[Work required]
The answer must be an exact transcription of every record.

Referring expression pointing data
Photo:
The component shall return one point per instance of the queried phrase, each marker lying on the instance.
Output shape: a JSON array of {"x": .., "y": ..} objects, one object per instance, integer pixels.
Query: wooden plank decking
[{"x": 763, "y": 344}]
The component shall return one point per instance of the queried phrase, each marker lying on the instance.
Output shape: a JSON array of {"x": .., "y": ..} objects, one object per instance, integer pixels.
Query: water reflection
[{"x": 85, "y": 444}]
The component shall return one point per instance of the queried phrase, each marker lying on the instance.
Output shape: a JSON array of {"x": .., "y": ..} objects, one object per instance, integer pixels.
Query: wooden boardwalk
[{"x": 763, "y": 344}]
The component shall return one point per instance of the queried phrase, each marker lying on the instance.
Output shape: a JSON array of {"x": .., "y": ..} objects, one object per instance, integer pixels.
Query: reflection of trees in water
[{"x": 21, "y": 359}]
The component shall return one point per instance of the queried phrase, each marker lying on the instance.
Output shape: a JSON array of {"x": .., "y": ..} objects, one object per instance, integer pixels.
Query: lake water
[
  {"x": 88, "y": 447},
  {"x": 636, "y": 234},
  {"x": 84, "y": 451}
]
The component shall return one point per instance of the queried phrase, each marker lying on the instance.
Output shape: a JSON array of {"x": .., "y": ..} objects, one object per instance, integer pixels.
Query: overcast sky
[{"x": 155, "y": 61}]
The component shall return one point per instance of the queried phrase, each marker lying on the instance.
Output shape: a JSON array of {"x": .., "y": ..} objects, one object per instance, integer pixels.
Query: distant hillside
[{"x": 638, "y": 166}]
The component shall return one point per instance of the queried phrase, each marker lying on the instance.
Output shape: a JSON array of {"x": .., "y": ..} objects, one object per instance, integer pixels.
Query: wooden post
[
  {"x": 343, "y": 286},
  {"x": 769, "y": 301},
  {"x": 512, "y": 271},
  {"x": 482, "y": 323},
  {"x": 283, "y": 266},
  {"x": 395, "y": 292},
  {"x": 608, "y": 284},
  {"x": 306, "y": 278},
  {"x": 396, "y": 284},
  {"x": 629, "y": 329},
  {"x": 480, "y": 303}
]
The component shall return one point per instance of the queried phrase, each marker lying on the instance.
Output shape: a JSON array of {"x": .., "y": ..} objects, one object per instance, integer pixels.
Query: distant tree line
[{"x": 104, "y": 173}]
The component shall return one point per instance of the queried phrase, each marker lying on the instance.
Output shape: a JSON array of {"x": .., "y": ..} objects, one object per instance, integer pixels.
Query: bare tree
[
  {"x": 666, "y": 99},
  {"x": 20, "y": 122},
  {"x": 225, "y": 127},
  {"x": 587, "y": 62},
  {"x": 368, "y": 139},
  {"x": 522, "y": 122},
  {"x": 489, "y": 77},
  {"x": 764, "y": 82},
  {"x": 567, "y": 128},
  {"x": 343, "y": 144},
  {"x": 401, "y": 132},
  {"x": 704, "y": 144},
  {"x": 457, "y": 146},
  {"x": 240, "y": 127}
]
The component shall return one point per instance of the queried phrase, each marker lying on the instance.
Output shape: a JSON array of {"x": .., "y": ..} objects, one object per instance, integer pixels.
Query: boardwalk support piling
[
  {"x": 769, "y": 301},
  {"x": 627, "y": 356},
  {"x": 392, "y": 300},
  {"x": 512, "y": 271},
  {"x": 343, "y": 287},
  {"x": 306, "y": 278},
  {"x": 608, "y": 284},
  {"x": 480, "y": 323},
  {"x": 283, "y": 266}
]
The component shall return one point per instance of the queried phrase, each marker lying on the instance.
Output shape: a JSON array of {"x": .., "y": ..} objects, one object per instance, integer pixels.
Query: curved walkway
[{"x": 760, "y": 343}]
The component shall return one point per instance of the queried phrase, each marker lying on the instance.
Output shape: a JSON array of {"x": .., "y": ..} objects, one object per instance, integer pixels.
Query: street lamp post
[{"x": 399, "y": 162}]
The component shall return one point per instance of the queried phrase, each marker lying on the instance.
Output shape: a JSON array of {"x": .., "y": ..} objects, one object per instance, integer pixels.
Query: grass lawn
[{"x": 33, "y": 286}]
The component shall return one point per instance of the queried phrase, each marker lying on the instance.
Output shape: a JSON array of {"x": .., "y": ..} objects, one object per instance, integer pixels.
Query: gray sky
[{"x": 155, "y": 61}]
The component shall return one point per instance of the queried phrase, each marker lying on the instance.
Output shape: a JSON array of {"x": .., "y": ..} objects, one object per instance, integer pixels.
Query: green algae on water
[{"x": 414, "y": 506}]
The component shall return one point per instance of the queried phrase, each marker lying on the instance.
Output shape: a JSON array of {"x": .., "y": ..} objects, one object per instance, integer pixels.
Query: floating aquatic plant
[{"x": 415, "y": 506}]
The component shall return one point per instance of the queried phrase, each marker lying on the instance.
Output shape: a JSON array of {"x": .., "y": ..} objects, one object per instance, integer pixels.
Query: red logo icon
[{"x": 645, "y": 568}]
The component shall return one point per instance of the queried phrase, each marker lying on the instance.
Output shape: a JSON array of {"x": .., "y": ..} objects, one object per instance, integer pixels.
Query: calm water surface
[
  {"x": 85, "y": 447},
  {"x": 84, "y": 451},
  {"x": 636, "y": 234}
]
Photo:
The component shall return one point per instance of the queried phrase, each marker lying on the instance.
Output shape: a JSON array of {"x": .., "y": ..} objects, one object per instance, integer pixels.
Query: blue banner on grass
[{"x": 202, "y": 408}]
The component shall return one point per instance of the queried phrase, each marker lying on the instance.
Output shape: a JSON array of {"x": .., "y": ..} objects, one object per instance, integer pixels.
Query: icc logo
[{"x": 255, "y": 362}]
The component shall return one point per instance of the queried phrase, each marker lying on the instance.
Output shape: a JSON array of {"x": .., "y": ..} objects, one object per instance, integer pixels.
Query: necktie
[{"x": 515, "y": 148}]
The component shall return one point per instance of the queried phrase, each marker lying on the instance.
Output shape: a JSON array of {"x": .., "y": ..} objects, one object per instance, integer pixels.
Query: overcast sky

[Answer]
Photo:
The component shall return one point per instance of the queried phrase, each marker lying on the instance.
Output shape: a JSON array of {"x": .., "y": ..} objects, one object per instance, integer pixels.
Query: wooden plank decking
[{"x": 763, "y": 344}]
The component shall return one point per instance of the queried phrase, each marker lying on the instance.
Output shape: a JSON array of {"x": .., "y": ..} objects, one object per instance, integer pixels.
Query: water reflection
[{"x": 85, "y": 444}]
The component shall return one point per instance of the queried phrase, each marker lying on the instance.
Output shape: a JSON array of {"x": .., "y": ..} objects, one object per instance, integer pixels.
Query: wooden boardwalk
[{"x": 763, "y": 344}]
The component shall return one point per instance of the queried phrase, each marker lying on the instance.
Output shape: a JSON array of {"x": .., "y": ..} objects, one object per instance, integer pixels.
Query: reflection of trees in water
[{"x": 21, "y": 359}]
The component shall return one point per instance of the queried phrase, each marker lying on the instance.
Output shape: a JSON array of {"x": .., "y": ..} objects, one object per instance, integer pixels.
Query: lake water
[
  {"x": 88, "y": 447},
  {"x": 636, "y": 234},
  {"x": 84, "y": 451}
]
The component shall return one point per instance of the queried phrase, each marker lying on the instance.
Output shape: a JSON array of {"x": .., "y": ..} objects, one object per instance, integer pixels.
Query: overcast sky
[{"x": 155, "y": 61}]
The component shall return one point per instance of the queried phrase, each marker lying on the instance.
Output shape: a JSON array of {"x": .., "y": ..} objects, one object per instance, integer pixels.
Query: distant hillside
[{"x": 638, "y": 166}]
The component shall return one point per instance of the queried phrase, each marker lying on the instance.
Output shape: a JSON array of {"x": .., "y": ..} objects, one object per instance, integer pixels.
Query: wooden post
[
  {"x": 343, "y": 286},
  {"x": 769, "y": 301},
  {"x": 512, "y": 271},
  {"x": 482, "y": 323},
  {"x": 283, "y": 266},
  {"x": 395, "y": 292},
  {"x": 608, "y": 284},
  {"x": 306, "y": 278},
  {"x": 396, "y": 284},
  {"x": 629, "y": 329},
  {"x": 480, "y": 303}
]
The component shall return one point per instance of the queried phrase, each marker lying on the instance.
Output shape: a JSON array of {"x": .., "y": ..} objects, one object per instance, integer pixels.
Query: distant tree line
[{"x": 104, "y": 173}]
The component shall return one point per instance of the queried phrase, each marker lying on the instance.
Output shape: a JSON array of {"x": .., "y": ..} objects, one object per instance, integer pixels.
Query: bare tree
[
  {"x": 666, "y": 99},
  {"x": 20, "y": 122},
  {"x": 225, "y": 127},
  {"x": 587, "y": 62},
  {"x": 368, "y": 139},
  {"x": 522, "y": 122},
  {"x": 489, "y": 77},
  {"x": 764, "y": 82},
  {"x": 567, "y": 128},
  {"x": 343, "y": 144},
  {"x": 401, "y": 132},
  {"x": 704, "y": 144},
  {"x": 457, "y": 146},
  {"x": 240, "y": 127}
]
The component shall return one point per instance of the queried phrase, each marker lying on the instance.
Output shape: a JSON array of {"x": .., "y": ..} objects, one object per instance, integer pixels.
Query: boardwalk support piling
[
  {"x": 769, "y": 301},
  {"x": 627, "y": 356},
  {"x": 392, "y": 300},
  {"x": 512, "y": 271},
  {"x": 343, "y": 287},
  {"x": 306, "y": 278},
  {"x": 608, "y": 284},
  {"x": 480, "y": 323},
  {"x": 283, "y": 266}
]
The component shall return one point per instance of the queried phrase, each marker lying on the instance.
Output shape: a JSON array of {"x": .., "y": ..} objects, one object per instance, integer pixels.
Query: curved walkway
[{"x": 760, "y": 343}]
The component shall return one point per instance of the queried phrase, each marker lying on the instance.
Output shape: a JSON array of {"x": .., "y": ..} objects, one object per instance, integer pixels.
Query: street lamp post
[{"x": 399, "y": 162}]
The component shall return one point per instance of the queried phrase, each marker lying on the instance.
Output shape: a JSON array of {"x": .., "y": ..} objects, one object per instance, integer pixels.
Query: grass lawn
[{"x": 33, "y": 286}]
The component shall return one point per instance of the queried phrase, each marker lying on the instance.
Output shape: a JSON array of {"x": .., "y": ..} objects, one object per instance, integer pixels.
Query: gray sky
[{"x": 155, "y": 61}]
The component shall return one point per instance of the queried phrase, each marker lying on the instance.
Output shape: a JSON array of {"x": .., "y": ..} objects, one object per instance, integer pixels.
Query: green algae on water
[{"x": 414, "y": 506}]
The component shall return one point per instance of the queried phrase, each marker lying on the instance.
Output shape: a JSON array of {"x": .., "y": ..} objects, one object per instance, integer pixels.
Query: floating aquatic plant
[{"x": 415, "y": 506}]
The component shall return one point per instance of the queried phrase, each marker lying on the instance.
Output shape: a JSON array of {"x": .., "y": ..} objects, one object per instance, integer pixels.
Query: red logo icon
[{"x": 645, "y": 568}]
The component shall return one point per instance of the queried phrase, each marker lying on the instance.
Output shape: a JSON array of {"x": .., "y": ..} objects, one object per instance, integer pixels.
Query: calm water surface
[
  {"x": 85, "y": 447},
  {"x": 84, "y": 451},
  {"x": 636, "y": 234}
]
Photo:
The component shall return one point per instance of the queried phrase, each marker lying on the instance.
Output shape: a JSON array of {"x": .., "y": ..} objects, one object per instance, integer pixels.
Query: blue banner on grass
[{"x": 202, "y": 408}]
The component shall return one point per instance of the queried phrase, each marker lying on the instance.
Output shape: a JSON array of {"x": .., "y": ..} objects, one object per instance, integer pixels.
Query: icc logo
[{"x": 255, "y": 362}]
The component shall return one point per instance of the queried phrase, each marker lying on the instance.
Output shape: a JSON array of {"x": .., "y": ..} objects, one object per instance, integer pixels.
Query: necktie
[{"x": 515, "y": 148}]
The component shall return one point per instance of the queried phrase, each marker lying on the instance.
Output shape: a JSON array of {"x": .., "y": ..} objects, one object per instance, integer pixels.
Query: overcast sky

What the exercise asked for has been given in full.